═════ GIVEN DATA

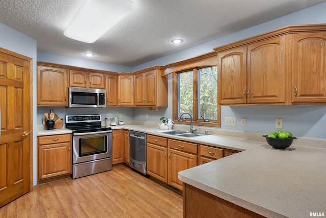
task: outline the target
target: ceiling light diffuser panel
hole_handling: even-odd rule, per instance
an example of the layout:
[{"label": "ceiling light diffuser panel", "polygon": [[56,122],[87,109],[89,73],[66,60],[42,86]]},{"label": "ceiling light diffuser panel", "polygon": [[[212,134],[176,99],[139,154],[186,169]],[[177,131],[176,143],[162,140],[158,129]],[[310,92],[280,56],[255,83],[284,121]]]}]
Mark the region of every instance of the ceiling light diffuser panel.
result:
[{"label": "ceiling light diffuser panel", "polygon": [[86,0],[64,35],[92,43],[129,14],[134,6],[130,0]]}]

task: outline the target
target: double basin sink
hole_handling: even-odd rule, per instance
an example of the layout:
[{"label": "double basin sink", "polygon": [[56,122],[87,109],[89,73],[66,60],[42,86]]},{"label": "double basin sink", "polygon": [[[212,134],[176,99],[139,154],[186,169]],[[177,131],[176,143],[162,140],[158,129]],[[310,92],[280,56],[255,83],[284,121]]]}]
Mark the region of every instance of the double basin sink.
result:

══════════

▸ TO BE DONE
Copy every line of the entries above word for word, omitting the pictures.

▸ ANSWER FOR THE TASK
task: outline the target
target: ceiling light diffuser panel
hole_handling: even-odd rule, per instance
an example of the layout:
[{"label": "ceiling light diffuser panel", "polygon": [[56,122],[87,109],[89,73],[66,60],[42,86]]},{"label": "ceiling light diffuser panel", "polygon": [[[212,134],[176,99],[139,154],[186,169]],[[177,131],[176,143],[162,140],[158,129]],[[310,92],[280,56],[255,83],[284,121]]]}]
Mark the region of every instance of the ceiling light diffuser panel.
result:
[{"label": "ceiling light diffuser panel", "polygon": [[86,0],[64,35],[92,43],[129,14],[134,6],[130,0]]}]

task: outline the target
target: double basin sink
hole_handling: even-odd rule, per instance
an example of the layout:
[{"label": "double basin sink", "polygon": [[56,122],[87,109],[89,73],[66,60],[42,86]]},{"label": "double basin sink", "polygon": [[[212,134],[176,99],[139,154],[186,169]],[[177,131],[176,143],[162,140],[158,129]],[[310,92],[280,56],[255,83],[284,121]]]}]
Mark the region of every instance of the double basin sink.
result:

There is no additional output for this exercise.